> MATERIALS PROVIDED
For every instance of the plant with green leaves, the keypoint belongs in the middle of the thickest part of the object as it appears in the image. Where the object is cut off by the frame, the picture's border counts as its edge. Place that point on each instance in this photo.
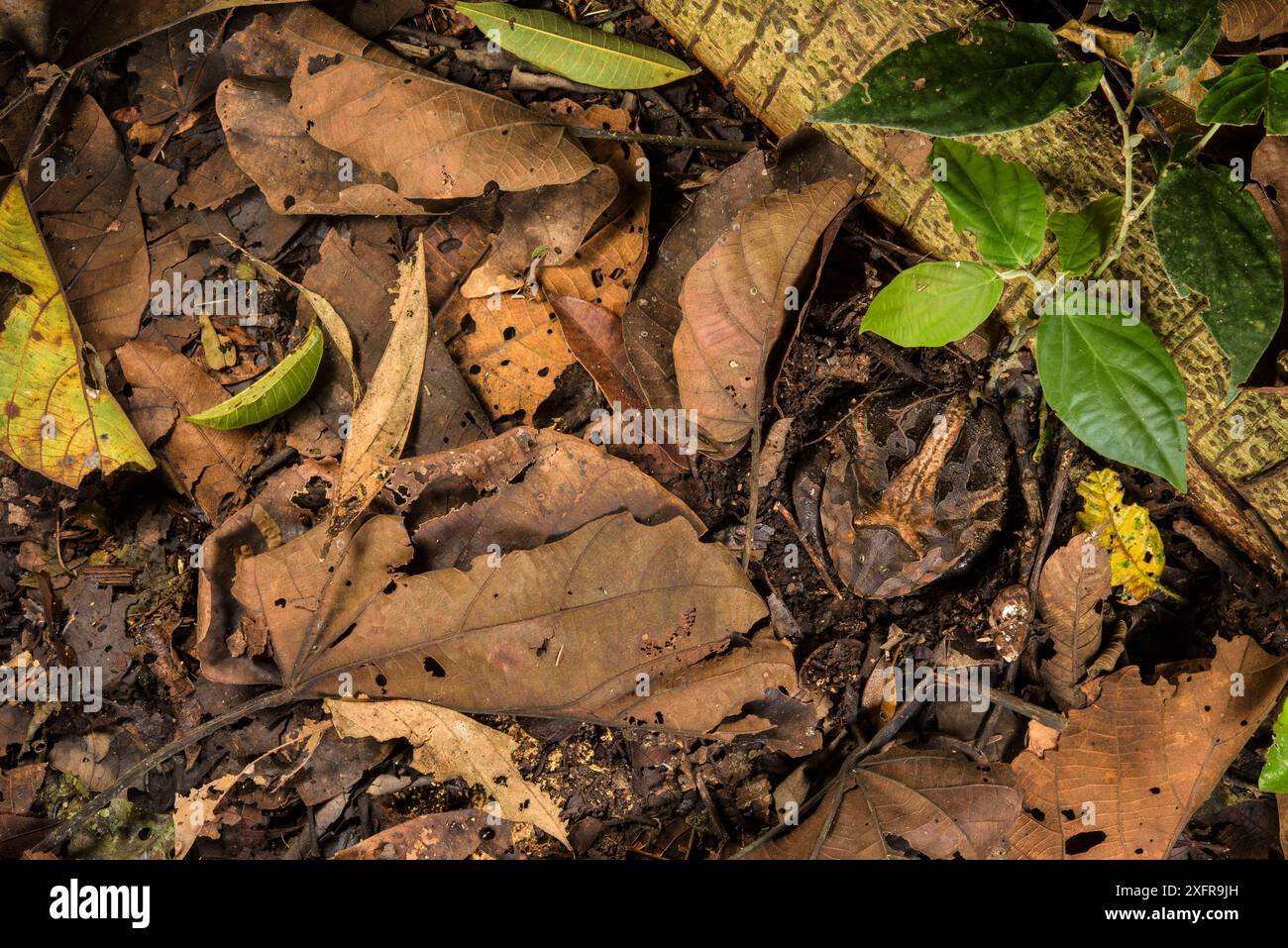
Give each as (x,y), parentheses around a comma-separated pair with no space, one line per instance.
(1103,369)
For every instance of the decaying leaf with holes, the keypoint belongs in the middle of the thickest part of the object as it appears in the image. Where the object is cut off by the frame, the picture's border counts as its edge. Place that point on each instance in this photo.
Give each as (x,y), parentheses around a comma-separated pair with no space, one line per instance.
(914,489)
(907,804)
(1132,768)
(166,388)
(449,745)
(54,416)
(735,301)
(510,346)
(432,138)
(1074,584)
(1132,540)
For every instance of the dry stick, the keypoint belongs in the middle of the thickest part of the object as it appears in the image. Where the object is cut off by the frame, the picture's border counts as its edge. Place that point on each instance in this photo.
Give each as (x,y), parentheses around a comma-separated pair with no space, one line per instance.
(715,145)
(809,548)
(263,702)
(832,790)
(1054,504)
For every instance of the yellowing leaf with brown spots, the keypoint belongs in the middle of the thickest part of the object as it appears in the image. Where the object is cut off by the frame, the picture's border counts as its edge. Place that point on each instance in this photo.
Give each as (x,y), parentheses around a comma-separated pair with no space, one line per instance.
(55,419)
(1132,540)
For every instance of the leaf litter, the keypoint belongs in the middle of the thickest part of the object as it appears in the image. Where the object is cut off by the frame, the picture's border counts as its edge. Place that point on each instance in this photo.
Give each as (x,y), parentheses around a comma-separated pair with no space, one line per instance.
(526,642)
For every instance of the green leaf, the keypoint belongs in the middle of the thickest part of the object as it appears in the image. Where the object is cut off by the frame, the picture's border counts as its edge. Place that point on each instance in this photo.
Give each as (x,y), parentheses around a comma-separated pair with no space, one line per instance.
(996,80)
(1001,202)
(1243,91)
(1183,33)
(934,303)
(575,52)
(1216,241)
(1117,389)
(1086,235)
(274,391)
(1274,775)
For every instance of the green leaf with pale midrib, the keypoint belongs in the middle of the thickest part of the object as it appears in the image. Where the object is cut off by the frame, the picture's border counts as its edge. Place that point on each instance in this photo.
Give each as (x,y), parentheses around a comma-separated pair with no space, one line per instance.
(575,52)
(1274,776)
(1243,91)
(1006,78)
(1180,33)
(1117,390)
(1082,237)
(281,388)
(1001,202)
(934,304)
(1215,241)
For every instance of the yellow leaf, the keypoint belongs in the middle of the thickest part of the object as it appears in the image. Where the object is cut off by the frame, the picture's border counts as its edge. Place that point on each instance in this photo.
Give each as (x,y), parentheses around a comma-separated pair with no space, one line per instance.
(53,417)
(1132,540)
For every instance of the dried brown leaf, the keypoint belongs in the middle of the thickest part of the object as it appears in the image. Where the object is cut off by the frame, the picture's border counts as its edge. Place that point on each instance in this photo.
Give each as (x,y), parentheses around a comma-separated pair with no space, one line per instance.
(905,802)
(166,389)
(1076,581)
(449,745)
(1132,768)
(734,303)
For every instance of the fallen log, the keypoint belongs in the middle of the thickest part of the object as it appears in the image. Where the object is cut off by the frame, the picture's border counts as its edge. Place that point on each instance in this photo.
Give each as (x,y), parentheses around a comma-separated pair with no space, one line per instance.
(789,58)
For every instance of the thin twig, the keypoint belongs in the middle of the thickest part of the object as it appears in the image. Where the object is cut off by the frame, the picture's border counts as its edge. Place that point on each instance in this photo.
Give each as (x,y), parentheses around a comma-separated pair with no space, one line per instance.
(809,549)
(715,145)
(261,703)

...

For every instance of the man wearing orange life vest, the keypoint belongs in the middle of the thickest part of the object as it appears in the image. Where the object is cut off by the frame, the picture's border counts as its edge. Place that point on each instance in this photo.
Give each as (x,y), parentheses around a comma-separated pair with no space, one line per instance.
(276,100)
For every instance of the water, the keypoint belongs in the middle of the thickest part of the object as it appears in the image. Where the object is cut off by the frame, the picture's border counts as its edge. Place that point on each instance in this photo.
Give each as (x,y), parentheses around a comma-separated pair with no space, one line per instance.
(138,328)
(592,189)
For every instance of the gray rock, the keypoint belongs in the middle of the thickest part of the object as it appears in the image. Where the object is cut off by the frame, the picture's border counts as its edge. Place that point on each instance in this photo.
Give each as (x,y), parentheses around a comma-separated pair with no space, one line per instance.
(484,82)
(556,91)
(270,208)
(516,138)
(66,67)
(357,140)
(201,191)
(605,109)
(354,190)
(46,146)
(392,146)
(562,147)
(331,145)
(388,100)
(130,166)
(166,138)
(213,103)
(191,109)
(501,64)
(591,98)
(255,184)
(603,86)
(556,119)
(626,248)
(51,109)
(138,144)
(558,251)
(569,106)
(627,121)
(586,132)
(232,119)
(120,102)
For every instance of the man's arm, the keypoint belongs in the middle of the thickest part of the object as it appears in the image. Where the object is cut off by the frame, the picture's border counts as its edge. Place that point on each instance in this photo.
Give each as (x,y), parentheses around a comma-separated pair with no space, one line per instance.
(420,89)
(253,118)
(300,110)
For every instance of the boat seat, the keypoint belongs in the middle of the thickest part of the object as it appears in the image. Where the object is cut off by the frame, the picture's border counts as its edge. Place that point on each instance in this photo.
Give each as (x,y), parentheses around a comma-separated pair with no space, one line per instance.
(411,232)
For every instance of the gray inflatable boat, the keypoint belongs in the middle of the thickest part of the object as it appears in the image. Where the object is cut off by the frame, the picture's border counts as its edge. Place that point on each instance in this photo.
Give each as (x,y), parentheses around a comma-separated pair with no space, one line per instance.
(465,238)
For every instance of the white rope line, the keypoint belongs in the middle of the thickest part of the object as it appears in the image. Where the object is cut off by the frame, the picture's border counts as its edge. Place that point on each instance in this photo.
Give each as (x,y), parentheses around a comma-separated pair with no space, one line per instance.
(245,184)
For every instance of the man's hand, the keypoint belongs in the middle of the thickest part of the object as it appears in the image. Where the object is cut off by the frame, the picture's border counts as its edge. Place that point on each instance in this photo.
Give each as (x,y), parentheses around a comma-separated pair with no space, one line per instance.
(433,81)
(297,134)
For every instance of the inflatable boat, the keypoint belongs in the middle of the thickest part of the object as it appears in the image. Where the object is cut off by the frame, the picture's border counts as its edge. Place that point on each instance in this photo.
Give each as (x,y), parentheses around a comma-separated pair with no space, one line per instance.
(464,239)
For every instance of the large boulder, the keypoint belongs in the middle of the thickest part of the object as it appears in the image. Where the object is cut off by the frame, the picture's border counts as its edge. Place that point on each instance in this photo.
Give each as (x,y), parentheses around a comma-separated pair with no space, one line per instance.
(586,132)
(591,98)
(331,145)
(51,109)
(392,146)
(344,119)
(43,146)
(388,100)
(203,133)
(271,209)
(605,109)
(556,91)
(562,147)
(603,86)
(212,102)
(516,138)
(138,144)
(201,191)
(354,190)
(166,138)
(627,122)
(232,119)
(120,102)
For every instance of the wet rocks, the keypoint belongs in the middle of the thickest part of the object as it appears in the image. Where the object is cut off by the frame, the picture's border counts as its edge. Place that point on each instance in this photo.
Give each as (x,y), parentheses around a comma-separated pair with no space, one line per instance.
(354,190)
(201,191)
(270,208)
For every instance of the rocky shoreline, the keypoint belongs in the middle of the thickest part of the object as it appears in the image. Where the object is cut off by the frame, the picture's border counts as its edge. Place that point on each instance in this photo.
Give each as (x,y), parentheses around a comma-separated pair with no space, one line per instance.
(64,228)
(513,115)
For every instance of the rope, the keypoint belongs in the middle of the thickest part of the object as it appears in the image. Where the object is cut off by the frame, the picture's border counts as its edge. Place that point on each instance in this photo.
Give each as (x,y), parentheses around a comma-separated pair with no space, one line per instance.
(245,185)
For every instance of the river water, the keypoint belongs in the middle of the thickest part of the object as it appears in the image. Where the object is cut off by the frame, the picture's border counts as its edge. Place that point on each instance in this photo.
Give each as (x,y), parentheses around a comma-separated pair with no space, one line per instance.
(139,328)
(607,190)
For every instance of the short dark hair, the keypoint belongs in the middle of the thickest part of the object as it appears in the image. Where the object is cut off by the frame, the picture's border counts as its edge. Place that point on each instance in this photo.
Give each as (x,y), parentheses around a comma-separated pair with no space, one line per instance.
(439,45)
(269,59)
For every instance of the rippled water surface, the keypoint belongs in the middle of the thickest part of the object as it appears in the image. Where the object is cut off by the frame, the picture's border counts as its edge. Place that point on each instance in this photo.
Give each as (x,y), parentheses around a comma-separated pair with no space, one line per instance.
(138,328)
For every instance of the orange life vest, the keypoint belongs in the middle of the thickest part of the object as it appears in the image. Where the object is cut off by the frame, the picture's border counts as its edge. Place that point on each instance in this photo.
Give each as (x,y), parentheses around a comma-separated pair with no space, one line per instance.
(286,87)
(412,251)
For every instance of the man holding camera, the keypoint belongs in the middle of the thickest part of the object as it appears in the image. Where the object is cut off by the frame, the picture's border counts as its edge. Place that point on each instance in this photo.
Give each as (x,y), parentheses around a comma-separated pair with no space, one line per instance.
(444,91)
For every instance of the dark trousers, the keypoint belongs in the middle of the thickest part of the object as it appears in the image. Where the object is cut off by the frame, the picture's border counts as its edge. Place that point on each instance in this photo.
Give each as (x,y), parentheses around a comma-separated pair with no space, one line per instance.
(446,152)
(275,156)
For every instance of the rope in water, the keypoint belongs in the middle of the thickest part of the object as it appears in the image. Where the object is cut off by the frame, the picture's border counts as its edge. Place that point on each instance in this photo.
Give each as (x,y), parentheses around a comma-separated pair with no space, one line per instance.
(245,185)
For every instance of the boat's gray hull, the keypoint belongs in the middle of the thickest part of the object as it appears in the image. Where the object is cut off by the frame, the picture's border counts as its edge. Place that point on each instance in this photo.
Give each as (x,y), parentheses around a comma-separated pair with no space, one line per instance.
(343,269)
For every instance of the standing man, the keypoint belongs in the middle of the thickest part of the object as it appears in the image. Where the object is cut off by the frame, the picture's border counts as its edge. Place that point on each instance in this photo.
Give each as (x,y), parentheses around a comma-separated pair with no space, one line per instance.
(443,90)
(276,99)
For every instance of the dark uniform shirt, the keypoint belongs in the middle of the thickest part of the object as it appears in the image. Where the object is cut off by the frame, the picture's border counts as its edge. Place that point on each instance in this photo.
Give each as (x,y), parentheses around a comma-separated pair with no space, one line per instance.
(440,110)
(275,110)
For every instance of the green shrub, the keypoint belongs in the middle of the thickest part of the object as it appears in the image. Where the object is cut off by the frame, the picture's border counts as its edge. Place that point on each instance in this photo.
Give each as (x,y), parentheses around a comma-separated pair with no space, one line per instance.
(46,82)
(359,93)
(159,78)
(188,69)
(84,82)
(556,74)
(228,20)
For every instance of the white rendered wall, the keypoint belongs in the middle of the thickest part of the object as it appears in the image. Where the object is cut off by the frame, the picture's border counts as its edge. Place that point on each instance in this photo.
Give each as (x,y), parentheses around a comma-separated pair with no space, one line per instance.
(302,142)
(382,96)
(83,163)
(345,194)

* * *

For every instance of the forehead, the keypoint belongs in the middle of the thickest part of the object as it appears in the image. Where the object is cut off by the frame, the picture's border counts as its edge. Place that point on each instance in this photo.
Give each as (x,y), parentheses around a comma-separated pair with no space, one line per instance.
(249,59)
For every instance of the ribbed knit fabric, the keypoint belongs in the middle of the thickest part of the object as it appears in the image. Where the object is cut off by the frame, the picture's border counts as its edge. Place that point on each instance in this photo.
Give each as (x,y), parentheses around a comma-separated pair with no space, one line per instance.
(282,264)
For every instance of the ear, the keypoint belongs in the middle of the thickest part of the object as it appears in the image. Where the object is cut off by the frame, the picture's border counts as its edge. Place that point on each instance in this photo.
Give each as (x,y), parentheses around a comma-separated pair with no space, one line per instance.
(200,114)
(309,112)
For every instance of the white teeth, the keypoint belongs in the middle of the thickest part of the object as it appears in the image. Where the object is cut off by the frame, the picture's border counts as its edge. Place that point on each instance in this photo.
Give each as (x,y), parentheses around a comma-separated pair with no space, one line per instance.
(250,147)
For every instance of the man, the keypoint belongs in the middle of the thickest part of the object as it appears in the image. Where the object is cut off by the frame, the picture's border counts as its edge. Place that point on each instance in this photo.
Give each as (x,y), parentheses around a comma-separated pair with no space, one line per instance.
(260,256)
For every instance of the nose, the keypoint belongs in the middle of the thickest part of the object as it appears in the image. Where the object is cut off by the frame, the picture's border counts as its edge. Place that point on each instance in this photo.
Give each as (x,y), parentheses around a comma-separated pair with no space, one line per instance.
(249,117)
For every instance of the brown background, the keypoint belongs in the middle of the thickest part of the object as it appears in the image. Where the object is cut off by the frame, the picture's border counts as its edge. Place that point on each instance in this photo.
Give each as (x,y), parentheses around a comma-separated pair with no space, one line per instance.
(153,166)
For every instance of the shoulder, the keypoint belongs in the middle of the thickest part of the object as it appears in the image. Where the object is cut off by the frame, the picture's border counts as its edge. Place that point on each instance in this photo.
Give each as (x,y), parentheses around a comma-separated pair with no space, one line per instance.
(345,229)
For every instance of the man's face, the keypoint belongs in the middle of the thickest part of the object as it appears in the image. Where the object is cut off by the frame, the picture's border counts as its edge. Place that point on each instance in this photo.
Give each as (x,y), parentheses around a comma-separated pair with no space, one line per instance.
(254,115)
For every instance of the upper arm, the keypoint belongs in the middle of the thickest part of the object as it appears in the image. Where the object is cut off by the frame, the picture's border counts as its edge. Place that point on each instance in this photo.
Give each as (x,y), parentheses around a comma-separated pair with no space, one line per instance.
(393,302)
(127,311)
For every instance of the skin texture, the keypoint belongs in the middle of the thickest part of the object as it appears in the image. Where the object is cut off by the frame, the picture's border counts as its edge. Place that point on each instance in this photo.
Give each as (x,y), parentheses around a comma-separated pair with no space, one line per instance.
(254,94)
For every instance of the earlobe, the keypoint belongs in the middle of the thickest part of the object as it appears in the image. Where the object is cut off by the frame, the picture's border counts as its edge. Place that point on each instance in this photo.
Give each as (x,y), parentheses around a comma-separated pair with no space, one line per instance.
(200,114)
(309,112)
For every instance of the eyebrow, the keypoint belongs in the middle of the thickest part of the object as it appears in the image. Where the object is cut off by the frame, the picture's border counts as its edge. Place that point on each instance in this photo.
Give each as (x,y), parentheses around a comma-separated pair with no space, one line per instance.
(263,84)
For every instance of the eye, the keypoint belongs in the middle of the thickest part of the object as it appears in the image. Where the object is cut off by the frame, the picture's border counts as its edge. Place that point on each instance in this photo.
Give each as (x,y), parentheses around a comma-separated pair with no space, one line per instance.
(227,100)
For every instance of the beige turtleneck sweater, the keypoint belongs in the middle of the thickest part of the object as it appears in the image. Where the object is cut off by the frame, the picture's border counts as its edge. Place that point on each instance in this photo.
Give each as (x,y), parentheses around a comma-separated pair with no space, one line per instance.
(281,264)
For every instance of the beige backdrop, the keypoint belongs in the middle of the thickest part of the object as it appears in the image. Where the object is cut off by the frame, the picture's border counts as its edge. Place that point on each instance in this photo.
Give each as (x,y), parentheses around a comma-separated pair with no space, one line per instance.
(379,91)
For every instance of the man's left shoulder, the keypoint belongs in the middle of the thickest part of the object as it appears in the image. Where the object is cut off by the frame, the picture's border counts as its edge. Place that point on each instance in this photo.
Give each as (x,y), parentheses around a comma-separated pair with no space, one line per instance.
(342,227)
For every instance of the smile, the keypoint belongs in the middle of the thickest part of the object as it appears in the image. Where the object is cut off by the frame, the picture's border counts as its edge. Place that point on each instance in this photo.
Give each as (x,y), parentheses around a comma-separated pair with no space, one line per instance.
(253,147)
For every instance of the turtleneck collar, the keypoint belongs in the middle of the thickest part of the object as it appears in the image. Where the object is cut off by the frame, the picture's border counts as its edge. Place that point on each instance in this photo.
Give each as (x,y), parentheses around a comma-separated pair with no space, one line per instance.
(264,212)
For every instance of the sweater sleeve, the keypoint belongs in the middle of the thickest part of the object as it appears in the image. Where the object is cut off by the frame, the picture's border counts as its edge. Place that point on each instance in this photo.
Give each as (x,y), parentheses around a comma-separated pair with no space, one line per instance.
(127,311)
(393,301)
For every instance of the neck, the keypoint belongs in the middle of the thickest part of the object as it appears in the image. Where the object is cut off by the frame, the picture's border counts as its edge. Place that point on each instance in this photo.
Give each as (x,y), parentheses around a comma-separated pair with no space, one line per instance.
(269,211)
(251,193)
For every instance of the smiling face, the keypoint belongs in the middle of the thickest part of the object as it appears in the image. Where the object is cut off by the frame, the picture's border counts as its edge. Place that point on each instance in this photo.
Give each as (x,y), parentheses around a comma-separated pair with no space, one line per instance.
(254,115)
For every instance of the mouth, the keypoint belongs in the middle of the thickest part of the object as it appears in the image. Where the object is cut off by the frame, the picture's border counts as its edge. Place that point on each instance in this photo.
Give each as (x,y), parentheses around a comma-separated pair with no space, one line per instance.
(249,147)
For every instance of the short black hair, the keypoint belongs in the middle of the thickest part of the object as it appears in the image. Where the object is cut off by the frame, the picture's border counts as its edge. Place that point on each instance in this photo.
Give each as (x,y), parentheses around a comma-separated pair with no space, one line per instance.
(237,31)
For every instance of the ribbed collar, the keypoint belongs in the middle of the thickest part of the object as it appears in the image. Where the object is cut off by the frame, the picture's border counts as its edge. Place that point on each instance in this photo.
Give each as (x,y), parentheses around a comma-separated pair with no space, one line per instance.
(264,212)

> DIRECTIONS FOR THIS TASK
Pick out and copy every line above that contains the word "inflatable". Match its case as given.

> FULL OUTPUT
For every instance of the gray inflatable boat, the keypoint belongs in the middle of the thickest part of the object as it appears in the image. Where the object is cut off by the frame, the picture's border counts as its edge. Place that point on each instance in this photo.
For every instance of the inflatable boat, the keypoint belongs in the middle of the thickest part of the object as it appears in the image. Where the object is cut off by the frame, the picture's border counts as its edge. Place that point on each instance in this photo.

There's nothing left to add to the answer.